参考本文:

--------------------------------

漁場再生への取り組みについて 〜マイナスからの出発〜

■はじめに

ホクモウはこれまで、数々の定置網漁場の敷設に携わってきました。
その中には、定置漁業実績の全くない海域への敷設、潮流の速い漁場での敷設など様々な事例がありましたが、とりわけ苦労するのは荒廃した漁場の再建です。
例えば朽ち果てた空き家の場所に新築一軒家を立てる場合、その取り壊しから始まるのと同時に打ち合わせ・設計・見積もり、基礎の改修、などと続きます。定置網漁場でも同じように、現存漁具の撤去とその劣化具合の調査、海域の掃除など、ゼロからというより、マイナスからのスタートとなります。
このページではある1つの漁場を例に荒廃から復活までの道筋を紹介します。


■漁場の衰退

まずは西日本のある漁場(以下、A漁場)の水揚げ高の推移を見ていただきます。
この漁場は全国的に名の知れたブリの銘漁場と言われ、明治時代から大敷網が営まれていました。良い年には1億円を大きく上回る水揚げがありましたが、1999年ごろから徐々に減少して0円に近づいていきます

折れ線グラフ

水揚げ高が低い水準で低迷し始めた2002年ごろには、漁具の劣化-破損-休漁-修理を繰り返し、水揚げが少ないうえに修理コストがかかる、いわゆる『負のサイクル』に入ってしまったのでしょう。2009年に調査した際には漁具は汚れて沈み魚礁と化していました。その後、ついに機能不全に陥り水揚げはなくなりました。

折れ線グラフ
折れ線グラフ

参考写真:付着生物によって汚れて沈んだ第2箱網


■漁場の整備

漁場・漁具が手付かずのまま残されると、新しく定置網を敷設することも、底曳網や延縄などの他の漁業をすることもできなくなるどころか、残された残骸が船舶の往来の障害になったり、流出した残骸が他の定置網に損害を与えたりと、他者に損害を与えることにもなりかねません。
ホクモウでは漁場を更地に戻す際、これまで蓄積してきたお客様の漁場データをもとに漁具の敷設位置・形状を導き出し、測深器や水中カメラを使った海底調査を行います。そしてそこに残骸が見つかった場合は自走式水中カッターを駆使してロープを切り、それらを引き揚げます。また、網漁具は陸上に揚げ、その設計や破損具合を調べ、再利用可能かどうかを判断します。
A漁場では全ての碇綱を水中カッターと碇綱専用鎌を用いて約半月間の撤去作業を行い、4トントラック10台分の残骸を撤去しました。

整備
参考写真:漁場に残された残骸の撤去作業(北陸地方)
自走式水中カッターによるロープの切断
整備
参考写真:漁場に残された残骸の撤去作業(北陸地方)
切断した残骸の引き揚げ作業
整備
参考写真:災害により流出した漁具の回収作業(関東地方)

--------------------------------

保存済み項目:
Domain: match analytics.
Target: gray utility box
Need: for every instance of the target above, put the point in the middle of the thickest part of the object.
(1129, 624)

--------------------------------

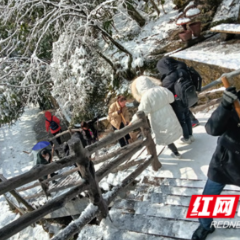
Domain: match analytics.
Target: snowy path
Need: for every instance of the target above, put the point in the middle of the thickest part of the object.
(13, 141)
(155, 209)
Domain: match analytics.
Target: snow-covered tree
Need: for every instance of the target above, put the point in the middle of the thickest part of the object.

--------------------------------

作業内容 1:
次の (a)〜(c) は本文の内容と一致しますか？それぞれ「はい」か「いいえ」で答え、判断の根拠となる本文の言葉をそのまま引用してください。
(a) A漁場では明治時代から大敷網が営まれていた。
(b) 2009年の調査時、A漁場の漁具は陸上に揚げられていた。
(c) A漁場の撤去作業では、4トントラック10台分の残骸が撤去された。
作業内容 2:
本文の「A漁場では全ての碇綱を水中カッターと碇綱専用鎌を用いて約半月間の撤去作業を行い、4トントラック10台分の残骸を撤去しました。」という一文を英語に訳してください。
作業内容 3:
本文に名前が出てくる漁法（漁業の種類）は何ですか？すべて挙げてください。

期待される出力 1:
(a) はい：「明治時代から大敷網が営まれていました」
(b) いいえ：「2009年に調査した際には漁具は汚れて沈み魚礁と化していました」
(c) はい：「4トントラック10台分の残骸を撤去しました」

期待される出力 2:
At Fishing Ground A, removal work on all the anchor ropes was carried out over about half a month using underwater cutters and sickles designed specifically for anchor ropes, and debris amounting to ten 4-ton truckloads was removed.

期待される出力 3:
定置網、大敷網、底曳網、延縄